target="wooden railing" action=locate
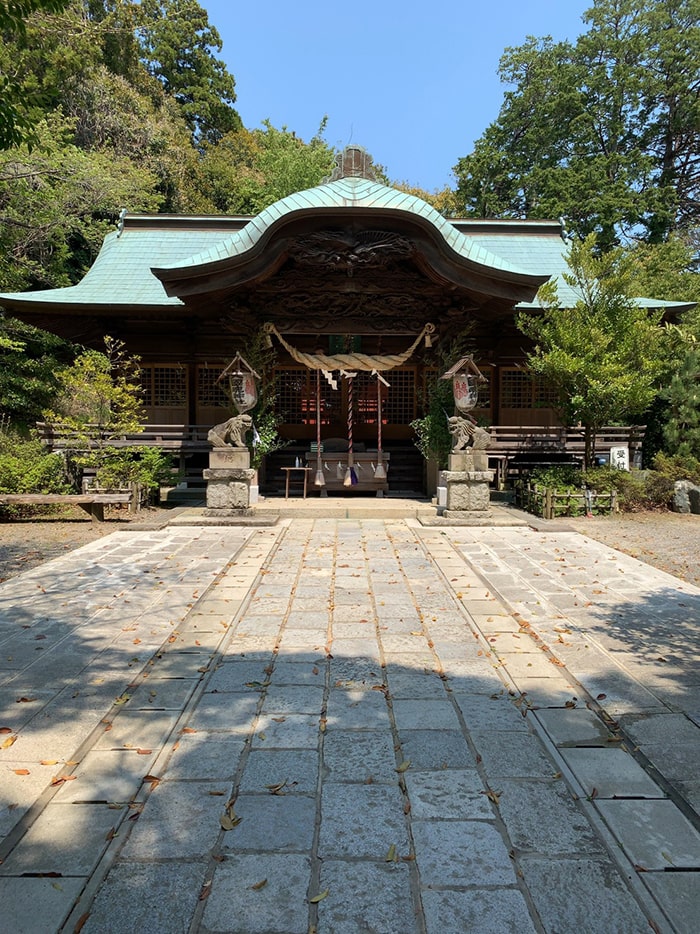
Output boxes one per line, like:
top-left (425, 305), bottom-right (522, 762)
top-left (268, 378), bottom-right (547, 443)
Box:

---

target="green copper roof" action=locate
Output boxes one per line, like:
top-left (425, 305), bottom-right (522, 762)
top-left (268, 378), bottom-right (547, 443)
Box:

EXERCISE INSTRUCTIONS » Could you count how many lines of the listing above contain the word "action" and give only that number?

FINAL ANSWER » 2